> **TASK SET**:
A – In the summary on prompt formatting sensitivity, how would you render this sentence in Spanish: "The study advocates for broader reporting standards in LLM benchmarking to account for prompt-induced performance spreads."
B – Could you carry the summary on prompt formatting sensitivity forward from its last sentence?

> **PAGE EXTRACT**:
==============================

The paper finds that innocuous prompt formatting choices can cause performance differences of up to 76 points in LLM evaluations.
It introduces the FormatSpread algorithm that leverages multi-arm bandit methods to efficiently gauge formatting sensitivity.
The study advocates for broader reporting standards in LLM benchmarking to account for prompt-induced performance spreads.

Quantifying LLMs' Sensitivity to Prompt Formatting

Abstract

This paper examines the sensitivity of LLMs to formatting choices in prompt design, which, despite preserving the meaning of the prompt, can significantly affect model performance. Findings reveal substantial performance differences, with accuracies varying by up to 76 points in LLaMA-2-13B due to formatting nuances. The authors propose that reporting a range of performance across plausible prompt formats could enhance methodological validity in evaluations. They introduce an algorithm, FormatSpread, to systematically gauge the effect of formatting variations without accessing model weights.

Introduction

The use of LLMs has become integral to language technology deployments, necessitating robust characterization of their behavior across different contexts. One commonly underestimated factor is the influence of prompt formatting—stylistic choices that should not alter a prompt's semantic interpretation yet may drastically impact model output. This research exposes the fragility of model performance to several formatting permutations and challenges the standard practice of benchmarking LLMs with a fixed prompt format. It argues for the inclusion of a performance spread, obtained by evaluating diverse formats, in research reporting.

Figure 1: Slight modifications in prompt format templating may lead to significantly different model performance for a given task. Example corresponds to 1-shot LLaMA-2-7B performances for task280 from SuperNaturalInstructions.

Methodology

Grammar of Prompt Formats

The authors define a comprehensive grammar to characterize the spectrum of semantically equivalent prompt formats. This grammar establishes equivalence based on meaning-preserving transformations encompassing descriptor casing and separators. Equivalent formats share identical meanings, ensuring valid comparisons over varied formats without introducing confounding semantic elements.

Measuring Sensitivity

The paper details an algorithm, FormatSpread, using multi-arm bandit frameworks like Thompson Sampling and Upper Confidence Bound to explore the prompt formatting space efficiently. This approach models the variant performances of prompt formats over tasks as hidden values, optimizing the evaluation budget to derive accurate performance intervals.

==============================

> **MATERIAL SUPPLIED**:
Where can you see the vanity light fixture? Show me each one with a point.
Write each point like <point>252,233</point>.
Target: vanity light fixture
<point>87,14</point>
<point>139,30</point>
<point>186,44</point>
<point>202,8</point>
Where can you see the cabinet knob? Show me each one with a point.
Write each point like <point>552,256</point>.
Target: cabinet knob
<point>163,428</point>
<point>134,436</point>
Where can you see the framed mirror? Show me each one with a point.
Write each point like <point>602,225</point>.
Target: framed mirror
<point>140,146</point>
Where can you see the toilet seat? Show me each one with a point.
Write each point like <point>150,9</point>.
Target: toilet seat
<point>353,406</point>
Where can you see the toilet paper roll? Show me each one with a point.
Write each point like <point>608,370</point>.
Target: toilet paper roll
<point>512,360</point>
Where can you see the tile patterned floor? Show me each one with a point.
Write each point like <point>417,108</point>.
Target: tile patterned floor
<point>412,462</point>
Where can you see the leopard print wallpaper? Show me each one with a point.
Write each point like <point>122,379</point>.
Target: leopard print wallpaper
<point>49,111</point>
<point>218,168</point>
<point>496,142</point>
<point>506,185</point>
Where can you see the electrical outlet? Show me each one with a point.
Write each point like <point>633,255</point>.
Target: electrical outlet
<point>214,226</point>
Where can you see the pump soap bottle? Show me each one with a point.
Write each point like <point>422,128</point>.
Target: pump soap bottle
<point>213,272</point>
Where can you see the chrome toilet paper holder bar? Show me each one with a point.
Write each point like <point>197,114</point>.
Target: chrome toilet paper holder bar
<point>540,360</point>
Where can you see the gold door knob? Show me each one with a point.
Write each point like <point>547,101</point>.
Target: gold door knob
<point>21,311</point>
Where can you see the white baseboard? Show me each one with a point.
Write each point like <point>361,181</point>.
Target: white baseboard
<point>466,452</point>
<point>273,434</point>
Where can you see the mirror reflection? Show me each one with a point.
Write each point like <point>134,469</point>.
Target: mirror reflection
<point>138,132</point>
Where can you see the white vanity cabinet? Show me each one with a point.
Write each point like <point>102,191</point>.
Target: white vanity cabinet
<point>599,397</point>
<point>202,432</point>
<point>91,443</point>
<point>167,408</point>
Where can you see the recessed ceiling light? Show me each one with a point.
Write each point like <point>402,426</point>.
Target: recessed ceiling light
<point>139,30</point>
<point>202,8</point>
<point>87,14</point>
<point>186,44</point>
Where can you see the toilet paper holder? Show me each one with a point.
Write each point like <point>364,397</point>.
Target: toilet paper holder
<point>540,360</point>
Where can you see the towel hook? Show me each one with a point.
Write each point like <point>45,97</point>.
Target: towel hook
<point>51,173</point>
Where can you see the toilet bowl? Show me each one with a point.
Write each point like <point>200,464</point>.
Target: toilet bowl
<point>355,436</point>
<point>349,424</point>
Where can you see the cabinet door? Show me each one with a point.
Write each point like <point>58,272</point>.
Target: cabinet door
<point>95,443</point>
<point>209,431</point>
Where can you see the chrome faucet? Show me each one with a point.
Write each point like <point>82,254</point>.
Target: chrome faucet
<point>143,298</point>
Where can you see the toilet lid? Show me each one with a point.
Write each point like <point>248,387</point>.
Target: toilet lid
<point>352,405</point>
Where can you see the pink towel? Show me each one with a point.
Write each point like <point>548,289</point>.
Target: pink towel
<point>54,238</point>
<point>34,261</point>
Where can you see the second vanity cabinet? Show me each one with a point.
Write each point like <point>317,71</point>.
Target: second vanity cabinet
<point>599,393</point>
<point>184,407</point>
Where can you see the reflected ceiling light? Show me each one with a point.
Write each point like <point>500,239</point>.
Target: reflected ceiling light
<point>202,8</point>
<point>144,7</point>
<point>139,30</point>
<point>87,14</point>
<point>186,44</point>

==============================

> **ANSWERS BY ITEM**:
A – El estudio aboga por estándares de reporte más amplios en la evaluación comparativa de los LLM para tener en cuenta las variaciones de rendimiento inducidas por el prompt.

B –
Experimental Results

Performance Spread

Despite model size increases, few-shot example counts, and instruction tuning efforts, the sensitivity of models like LLaMA-2 and Falcon to formatting choices remains consistent. For example, even a small set of formats showcases an accuracy spread of 7.5 points on median across numerous tasks.

Figure 2: Llama-2-7B vs. 13B

Individual Feature Influence

Analyzing the individual impact of prompt constants reveals moderate dissimilarity in performance across configurations such as separators and item formats. However, no single constant consistently predicts accuracy changes on its own. Instead, overall prompt structure exerts a stronger influence on the final task performance.

Discussion

The inherent sensitivity of LLMs to superficially innocuous prompt format choices challenges current benchmarking paradigms. By demonstrating variability not mitigated by increasing model complexity or context, this work argues for a broader evaluation framework that takes performance span into account. These insights call for caution in making assertions about model improvements solely based on training data or model architecture changes.

Conclusion

This paper advocates for nuanced reporting of LLM performance to account for prompt formatting variability, thus preventing the undue attribution of results to factors other than prompt structure. FormatSpread offers researchers a tool to explore prompt sensitivity comprehensively without invasive access to model parameters, an asset for both open-source and API-locked LLMs. Future directions may include regularization methods to enhance model robustness against formatting variations, reinforcing their practicality in multifaceted language technology applications.